_Task to complete_.
For each line below that contains the word "white", return that line.
────────────────────────────────────────
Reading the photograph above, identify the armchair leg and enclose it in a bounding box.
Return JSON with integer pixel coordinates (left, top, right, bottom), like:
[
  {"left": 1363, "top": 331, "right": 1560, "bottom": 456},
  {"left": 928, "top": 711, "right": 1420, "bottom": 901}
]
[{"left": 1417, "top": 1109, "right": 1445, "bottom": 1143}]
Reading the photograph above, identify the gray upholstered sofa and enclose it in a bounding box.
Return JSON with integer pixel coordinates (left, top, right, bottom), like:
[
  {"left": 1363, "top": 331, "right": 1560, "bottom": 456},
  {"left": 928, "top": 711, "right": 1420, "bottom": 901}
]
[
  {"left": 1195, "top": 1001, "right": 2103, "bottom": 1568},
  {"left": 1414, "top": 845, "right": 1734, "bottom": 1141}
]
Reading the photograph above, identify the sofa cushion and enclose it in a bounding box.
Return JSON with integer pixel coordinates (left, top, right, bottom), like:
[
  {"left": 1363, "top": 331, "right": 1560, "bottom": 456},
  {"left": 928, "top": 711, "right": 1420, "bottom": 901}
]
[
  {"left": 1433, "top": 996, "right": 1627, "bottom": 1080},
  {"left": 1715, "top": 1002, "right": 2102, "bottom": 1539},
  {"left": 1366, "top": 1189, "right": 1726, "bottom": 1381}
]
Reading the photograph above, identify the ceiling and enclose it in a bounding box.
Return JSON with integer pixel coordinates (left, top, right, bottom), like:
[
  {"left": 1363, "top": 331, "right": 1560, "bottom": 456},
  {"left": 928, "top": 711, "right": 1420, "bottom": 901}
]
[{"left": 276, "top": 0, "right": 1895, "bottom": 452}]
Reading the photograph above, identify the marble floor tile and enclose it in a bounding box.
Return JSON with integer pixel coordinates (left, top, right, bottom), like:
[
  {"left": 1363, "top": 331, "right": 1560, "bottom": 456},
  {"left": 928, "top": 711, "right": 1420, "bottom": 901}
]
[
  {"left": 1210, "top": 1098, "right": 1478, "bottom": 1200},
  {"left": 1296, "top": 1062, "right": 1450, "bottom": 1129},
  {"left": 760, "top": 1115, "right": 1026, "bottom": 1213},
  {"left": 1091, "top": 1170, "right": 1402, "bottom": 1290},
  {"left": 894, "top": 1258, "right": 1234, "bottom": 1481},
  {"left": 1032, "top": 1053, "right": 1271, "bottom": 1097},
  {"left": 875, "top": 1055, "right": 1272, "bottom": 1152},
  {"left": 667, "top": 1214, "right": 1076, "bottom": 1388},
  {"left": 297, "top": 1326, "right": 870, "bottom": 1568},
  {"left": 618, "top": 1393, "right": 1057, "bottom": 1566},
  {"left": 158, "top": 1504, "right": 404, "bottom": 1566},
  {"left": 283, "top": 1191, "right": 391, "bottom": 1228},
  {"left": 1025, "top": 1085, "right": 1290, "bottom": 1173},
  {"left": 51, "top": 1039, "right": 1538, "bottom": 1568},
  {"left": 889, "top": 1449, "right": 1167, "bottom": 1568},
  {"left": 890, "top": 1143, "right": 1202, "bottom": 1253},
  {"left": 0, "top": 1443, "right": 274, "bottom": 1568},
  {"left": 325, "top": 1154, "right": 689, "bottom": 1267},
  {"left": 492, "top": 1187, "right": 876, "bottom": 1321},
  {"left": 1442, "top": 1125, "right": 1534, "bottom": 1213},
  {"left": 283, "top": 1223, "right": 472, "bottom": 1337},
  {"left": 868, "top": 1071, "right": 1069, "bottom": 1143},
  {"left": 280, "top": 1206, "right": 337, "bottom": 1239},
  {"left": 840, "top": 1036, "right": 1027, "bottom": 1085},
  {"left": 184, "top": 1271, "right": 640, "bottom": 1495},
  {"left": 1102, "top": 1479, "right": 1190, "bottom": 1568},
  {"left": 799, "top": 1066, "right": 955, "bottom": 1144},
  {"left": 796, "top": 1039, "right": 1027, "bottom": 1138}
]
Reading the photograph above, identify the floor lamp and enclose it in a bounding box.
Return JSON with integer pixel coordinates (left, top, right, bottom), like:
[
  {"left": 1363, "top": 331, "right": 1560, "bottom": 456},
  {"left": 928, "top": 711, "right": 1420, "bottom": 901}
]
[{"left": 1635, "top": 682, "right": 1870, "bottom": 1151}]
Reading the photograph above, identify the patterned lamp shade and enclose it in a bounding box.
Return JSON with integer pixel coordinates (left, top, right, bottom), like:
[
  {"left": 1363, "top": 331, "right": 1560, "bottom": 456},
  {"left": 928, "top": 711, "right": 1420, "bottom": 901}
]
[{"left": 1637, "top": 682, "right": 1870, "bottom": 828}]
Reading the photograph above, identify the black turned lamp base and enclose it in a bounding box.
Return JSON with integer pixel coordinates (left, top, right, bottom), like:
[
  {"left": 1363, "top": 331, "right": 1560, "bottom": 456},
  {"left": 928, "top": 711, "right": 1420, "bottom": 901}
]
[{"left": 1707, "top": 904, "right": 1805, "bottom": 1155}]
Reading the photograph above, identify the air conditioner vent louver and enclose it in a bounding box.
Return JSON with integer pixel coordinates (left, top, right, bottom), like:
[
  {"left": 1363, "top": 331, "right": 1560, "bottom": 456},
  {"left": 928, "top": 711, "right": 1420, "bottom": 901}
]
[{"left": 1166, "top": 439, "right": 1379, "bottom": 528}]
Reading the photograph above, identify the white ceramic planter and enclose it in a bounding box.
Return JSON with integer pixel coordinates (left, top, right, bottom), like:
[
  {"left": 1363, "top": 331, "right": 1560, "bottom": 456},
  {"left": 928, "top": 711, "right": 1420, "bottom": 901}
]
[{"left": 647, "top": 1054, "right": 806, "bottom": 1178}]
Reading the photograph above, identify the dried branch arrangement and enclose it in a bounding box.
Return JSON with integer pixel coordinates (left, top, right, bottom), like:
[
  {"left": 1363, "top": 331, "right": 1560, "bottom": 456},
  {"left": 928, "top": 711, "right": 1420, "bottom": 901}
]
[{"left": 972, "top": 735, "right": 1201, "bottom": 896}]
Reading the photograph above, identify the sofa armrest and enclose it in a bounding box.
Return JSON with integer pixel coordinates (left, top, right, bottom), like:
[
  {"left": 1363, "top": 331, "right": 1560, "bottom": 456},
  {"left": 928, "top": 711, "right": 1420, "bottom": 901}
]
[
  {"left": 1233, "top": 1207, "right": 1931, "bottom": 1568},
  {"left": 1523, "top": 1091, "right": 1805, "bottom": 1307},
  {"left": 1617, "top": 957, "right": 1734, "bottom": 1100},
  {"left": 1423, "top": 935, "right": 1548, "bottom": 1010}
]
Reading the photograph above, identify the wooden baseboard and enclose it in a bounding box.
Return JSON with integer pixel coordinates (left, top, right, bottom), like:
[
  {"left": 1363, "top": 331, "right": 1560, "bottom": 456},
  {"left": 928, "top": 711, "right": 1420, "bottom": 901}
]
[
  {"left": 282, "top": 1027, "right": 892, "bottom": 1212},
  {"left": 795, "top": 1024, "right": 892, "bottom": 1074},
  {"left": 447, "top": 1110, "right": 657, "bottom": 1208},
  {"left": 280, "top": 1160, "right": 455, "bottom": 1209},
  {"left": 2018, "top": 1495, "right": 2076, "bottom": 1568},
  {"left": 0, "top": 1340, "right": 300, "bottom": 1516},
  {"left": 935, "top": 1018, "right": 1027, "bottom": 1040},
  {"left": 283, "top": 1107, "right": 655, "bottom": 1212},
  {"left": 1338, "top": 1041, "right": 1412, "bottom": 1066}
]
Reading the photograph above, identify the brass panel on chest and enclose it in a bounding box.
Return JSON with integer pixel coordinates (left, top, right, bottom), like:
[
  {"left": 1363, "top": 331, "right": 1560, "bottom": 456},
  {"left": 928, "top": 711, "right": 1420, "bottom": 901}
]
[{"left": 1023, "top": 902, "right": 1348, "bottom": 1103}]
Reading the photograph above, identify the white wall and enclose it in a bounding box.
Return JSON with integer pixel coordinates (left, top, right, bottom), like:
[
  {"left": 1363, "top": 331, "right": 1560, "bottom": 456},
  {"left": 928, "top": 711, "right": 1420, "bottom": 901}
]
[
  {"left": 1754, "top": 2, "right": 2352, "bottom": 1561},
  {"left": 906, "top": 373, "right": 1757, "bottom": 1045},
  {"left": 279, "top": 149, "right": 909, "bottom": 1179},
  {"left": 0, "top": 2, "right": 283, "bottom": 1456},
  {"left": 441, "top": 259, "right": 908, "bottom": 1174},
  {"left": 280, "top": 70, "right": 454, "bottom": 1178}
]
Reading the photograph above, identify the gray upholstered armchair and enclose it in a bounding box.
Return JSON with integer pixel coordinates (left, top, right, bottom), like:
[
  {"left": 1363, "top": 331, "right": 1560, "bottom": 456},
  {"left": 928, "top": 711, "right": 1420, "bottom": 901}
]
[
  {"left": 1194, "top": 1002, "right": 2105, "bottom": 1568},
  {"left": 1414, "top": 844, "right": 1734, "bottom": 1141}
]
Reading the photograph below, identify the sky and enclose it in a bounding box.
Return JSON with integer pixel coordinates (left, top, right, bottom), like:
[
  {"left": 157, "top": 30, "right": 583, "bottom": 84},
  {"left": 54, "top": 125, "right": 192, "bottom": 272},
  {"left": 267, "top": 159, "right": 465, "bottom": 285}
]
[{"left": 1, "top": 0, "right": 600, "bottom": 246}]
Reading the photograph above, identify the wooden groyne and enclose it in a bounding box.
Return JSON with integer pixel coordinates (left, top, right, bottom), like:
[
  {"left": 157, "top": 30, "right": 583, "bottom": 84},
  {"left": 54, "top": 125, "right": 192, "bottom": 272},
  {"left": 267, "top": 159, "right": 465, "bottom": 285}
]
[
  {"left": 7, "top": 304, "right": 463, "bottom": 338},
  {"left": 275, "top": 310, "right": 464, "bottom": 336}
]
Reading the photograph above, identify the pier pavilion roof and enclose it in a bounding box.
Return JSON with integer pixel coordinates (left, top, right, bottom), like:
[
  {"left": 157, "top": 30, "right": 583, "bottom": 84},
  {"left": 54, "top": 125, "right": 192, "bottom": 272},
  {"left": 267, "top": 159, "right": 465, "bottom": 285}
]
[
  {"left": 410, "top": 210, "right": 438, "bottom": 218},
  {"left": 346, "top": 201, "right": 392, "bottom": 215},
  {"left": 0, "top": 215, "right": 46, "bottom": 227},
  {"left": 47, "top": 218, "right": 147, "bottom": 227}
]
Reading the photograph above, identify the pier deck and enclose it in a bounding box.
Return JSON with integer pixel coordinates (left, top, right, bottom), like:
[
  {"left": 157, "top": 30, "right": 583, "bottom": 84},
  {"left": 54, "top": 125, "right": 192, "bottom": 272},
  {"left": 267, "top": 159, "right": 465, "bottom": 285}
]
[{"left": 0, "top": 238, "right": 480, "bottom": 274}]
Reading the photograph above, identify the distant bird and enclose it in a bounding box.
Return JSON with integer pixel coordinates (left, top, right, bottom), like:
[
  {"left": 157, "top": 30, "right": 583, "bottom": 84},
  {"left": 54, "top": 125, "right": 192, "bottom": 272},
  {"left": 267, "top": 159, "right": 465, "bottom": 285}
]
────────────────────────────────────────
_Exercise solution_.
Reading the photograph above, identify the white ceramic planter and enclose it in a bounding box.
Reading the photograph above, identify the white wall and enclose it in a bounding box.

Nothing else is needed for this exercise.